Problem statement – Report each line from the records where the string "gable" turns up.

Natural-language object grounding data
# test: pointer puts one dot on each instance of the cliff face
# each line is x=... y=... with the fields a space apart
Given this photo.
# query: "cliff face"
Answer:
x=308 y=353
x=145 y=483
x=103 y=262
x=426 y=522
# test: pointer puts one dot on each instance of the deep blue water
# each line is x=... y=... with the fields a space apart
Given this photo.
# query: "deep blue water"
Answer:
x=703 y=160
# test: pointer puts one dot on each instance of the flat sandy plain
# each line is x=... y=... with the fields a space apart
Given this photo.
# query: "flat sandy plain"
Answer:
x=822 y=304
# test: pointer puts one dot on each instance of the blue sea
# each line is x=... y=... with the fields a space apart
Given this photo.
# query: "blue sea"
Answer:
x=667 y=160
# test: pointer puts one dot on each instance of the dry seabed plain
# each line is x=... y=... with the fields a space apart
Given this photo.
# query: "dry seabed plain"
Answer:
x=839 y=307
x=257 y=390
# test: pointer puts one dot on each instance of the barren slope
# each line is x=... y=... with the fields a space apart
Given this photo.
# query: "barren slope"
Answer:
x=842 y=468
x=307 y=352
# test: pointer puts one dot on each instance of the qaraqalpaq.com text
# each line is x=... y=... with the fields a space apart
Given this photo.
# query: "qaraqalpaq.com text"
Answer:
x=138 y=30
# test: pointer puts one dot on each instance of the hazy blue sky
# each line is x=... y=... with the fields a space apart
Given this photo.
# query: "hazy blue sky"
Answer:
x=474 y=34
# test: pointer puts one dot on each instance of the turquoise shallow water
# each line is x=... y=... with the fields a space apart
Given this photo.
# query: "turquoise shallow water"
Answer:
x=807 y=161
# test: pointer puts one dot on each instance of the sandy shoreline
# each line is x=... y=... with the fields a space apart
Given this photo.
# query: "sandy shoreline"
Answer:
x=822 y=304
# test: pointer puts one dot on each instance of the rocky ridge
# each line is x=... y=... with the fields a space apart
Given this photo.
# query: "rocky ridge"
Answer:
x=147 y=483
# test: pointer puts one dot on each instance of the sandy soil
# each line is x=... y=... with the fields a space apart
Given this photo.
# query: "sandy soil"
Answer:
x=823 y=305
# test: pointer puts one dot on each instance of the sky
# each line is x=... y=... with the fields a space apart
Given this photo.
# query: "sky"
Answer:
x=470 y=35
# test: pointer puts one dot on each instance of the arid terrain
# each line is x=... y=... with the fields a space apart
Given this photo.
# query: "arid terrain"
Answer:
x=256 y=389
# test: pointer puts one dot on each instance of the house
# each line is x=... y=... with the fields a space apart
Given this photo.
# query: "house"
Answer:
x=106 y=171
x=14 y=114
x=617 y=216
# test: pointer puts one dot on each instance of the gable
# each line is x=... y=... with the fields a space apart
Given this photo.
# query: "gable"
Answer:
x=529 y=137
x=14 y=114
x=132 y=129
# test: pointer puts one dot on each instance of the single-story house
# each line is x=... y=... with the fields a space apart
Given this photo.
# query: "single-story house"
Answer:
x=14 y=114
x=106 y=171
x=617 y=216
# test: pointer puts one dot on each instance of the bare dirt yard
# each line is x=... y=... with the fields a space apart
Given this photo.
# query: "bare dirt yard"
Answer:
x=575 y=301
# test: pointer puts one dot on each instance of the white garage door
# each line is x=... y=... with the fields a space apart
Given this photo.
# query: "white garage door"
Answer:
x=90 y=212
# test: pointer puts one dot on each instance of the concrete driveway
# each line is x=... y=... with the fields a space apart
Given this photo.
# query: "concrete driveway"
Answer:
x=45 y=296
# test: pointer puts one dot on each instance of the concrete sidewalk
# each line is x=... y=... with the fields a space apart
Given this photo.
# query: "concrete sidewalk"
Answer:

Solution below –
# test: pointer puts one dot on each instance of the gable
# query: "gable"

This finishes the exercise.